(Material shown)
* begin *
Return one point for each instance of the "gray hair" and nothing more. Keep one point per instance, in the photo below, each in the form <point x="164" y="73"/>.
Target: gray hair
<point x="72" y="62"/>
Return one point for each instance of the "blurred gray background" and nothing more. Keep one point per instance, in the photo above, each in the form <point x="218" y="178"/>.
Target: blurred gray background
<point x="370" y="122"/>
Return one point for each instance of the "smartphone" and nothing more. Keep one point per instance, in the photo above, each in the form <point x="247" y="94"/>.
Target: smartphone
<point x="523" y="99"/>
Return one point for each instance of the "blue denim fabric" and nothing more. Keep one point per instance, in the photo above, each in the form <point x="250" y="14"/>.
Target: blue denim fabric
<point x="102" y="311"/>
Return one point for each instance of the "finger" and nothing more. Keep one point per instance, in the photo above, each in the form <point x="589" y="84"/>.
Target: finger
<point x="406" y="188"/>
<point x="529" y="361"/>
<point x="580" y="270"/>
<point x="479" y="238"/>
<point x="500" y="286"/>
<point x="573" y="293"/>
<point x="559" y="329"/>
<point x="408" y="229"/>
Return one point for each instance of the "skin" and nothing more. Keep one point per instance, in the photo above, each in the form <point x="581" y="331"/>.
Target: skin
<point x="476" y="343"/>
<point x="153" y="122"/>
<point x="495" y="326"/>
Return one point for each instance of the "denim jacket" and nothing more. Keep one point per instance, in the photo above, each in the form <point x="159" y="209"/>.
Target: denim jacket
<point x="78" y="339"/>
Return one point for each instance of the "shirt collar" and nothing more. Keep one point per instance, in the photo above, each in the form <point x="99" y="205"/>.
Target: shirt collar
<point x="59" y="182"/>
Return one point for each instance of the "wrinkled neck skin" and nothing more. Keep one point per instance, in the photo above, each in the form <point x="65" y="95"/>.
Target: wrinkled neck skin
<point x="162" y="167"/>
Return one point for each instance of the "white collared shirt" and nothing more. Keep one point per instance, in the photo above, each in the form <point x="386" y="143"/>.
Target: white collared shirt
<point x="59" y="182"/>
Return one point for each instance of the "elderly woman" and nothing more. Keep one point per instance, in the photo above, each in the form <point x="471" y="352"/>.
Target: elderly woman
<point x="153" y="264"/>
* end *
(Description of the task) Which of the lines above contain the word "smartphone"? Gather every one of those lines and copy each in full.

(Completed task)
Return one point for each instance of the "smartphone" and nothing more. Keep one point per instance, in the photo above, each in the form <point x="247" y="94"/>.
Target: smartphone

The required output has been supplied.